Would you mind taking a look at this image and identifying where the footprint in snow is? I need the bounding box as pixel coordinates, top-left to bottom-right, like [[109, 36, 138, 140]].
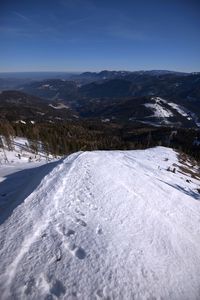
[[75, 218, 87, 227], [75, 208, 85, 217], [66, 229, 75, 237], [74, 247, 86, 259], [96, 225, 103, 234]]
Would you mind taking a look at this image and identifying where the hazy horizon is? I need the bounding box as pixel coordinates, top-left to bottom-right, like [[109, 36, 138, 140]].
[[0, 0, 200, 72]]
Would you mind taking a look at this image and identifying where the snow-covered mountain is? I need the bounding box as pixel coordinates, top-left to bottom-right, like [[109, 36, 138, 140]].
[[0, 147, 200, 300]]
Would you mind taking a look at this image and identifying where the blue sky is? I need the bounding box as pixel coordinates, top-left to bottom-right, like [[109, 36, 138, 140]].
[[0, 0, 200, 72]]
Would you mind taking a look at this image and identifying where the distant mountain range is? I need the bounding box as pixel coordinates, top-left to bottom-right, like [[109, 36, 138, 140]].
[[0, 70, 200, 127]]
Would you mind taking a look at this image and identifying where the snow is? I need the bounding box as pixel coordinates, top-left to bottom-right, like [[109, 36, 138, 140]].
[[168, 102, 189, 117], [49, 103, 69, 109], [0, 147, 200, 300], [0, 136, 57, 166], [144, 97, 173, 118]]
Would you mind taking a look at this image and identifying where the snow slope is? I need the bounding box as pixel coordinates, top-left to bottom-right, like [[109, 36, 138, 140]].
[[0, 147, 200, 300], [0, 136, 57, 167]]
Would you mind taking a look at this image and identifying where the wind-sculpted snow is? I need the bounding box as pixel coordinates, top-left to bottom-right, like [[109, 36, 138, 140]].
[[0, 147, 200, 300]]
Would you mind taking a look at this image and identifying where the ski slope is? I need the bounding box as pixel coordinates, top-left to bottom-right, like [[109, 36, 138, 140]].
[[0, 147, 200, 300]]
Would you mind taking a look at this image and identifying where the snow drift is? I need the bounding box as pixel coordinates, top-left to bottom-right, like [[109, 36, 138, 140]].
[[0, 147, 200, 300]]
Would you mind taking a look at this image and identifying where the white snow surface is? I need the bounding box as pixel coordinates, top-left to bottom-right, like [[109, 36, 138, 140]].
[[0, 147, 200, 300], [0, 136, 57, 167], [144, 97, 173, 118]]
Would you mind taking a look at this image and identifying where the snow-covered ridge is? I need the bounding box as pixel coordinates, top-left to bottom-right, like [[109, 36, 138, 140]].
[[0, 147, 200, 300]]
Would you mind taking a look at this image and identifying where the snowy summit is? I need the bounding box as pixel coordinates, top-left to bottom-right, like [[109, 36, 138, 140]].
[[0, 147, 200, 300]]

● ● ● ●

» SET EXERCISE: Copy out every entry above word for word, leaving out the picture.

» FINAL RESULT:
Would you mind taking a look at this image and identifying where the footprint in snow is? I need the bounding box as pixel coordinates, top-left to bottom-right, like [[109, 36, 138, 140]].
[[75, 218, 87, 227], [75, 208, 85, 217], [66, 229, 75, 237], [74, 247, 86, 259], [96, 225, 103, 234]]
Would you mind taking a look at this image and identifying where the hazy horizon is? I need the bounding box as pixel coordinates, top-left to bottom-right, like [[109, 36, 138, 140]].
[[0, 0, 200, 72]]
Would you mind taking a look at this image and identifying where the snow-covered mountain is? I need the bounding box as pixel coordinates, top-left to bottom-right, like [[109, 36, 138, 140]].
[[0, 147, 200, 300]]
Would you mind taking a look at this image and identifying where the blue sky is? I need the bounding box as pixel coordinates, top-left to bottom-right, like [[109, 36, 138, 140]].
[[0, 0, 200, 72]]
Would you mind taking a look at this image and identifying where the distant mountain range is? I need the bounding box as pixel coordinates, top-left to bottom-right, like [[109, 36, 138, 140]].
[[0, 70, 200, 127]]
Would you mind taking a look at this image and identifying where the snow is? I need the bounding box as pixel coordinates, top-left to bottom-right, like [[109, 36, 138, 140]].
[[168, 102, 189, 117], [49, 103, 69, 109], [0, 147, 200, 300], [0, 136, 57, 166], [144, 97, 173, 118]]
Would you mind taking a look at this image and identifying where the snow slope is? I need the bounding box as pixel coordinates, top-left to bottom-right, like [[109, 36, 138, 140]].
[[0, 147, 200, 300], [0, 136, 57, 167]]
Would you mind taking a look at this image and identifying where the wind-sculpted snow is? I need the bounding box as pixel coordinates, top-left to bottom-right, like [[109, 36, 138, 140]].
[[0, 147, 200, 300]]
Would you mind taking a look at this image and identifying where the ski slope is? I need the bounding box as pixel coordinates, top-left to bottom-right, like [[109, 36, 138, 140]].
[[0, 147, 200, 300]]
Would you mind taking a look at this image and identifying where the snow drift is? I need the bounding box as pixel coordinates, top-left to bottom-right, like [[109, 36, 138, 140]].
[[0, 147, 200, 300]]
Would you mind taking a look at this image and identifying where the white snow surface is? I need the bounding box as pixel coordinates, top-left to bottom-right, like [[109, 36, 138, 140]].
[[0, 147, 200, 300], [0, 136, 57, 167], [144, 97, 173, 118]]
Would you mind taking a look at this image and identifying where the snow-covered ridge is? I need the bounding box as pixel coordinates, top-left to bottom-right, like [[109, 36, 138, 140]].
[[0, 147, 200, 300]]
Would you mind taking a look at this image and identifying where the snowy summit is? I need the bounding box as pixel coordinates, top-left to bottom-right, like [[109, 36, 138, 140]].
[[0, 147, 200, 300]]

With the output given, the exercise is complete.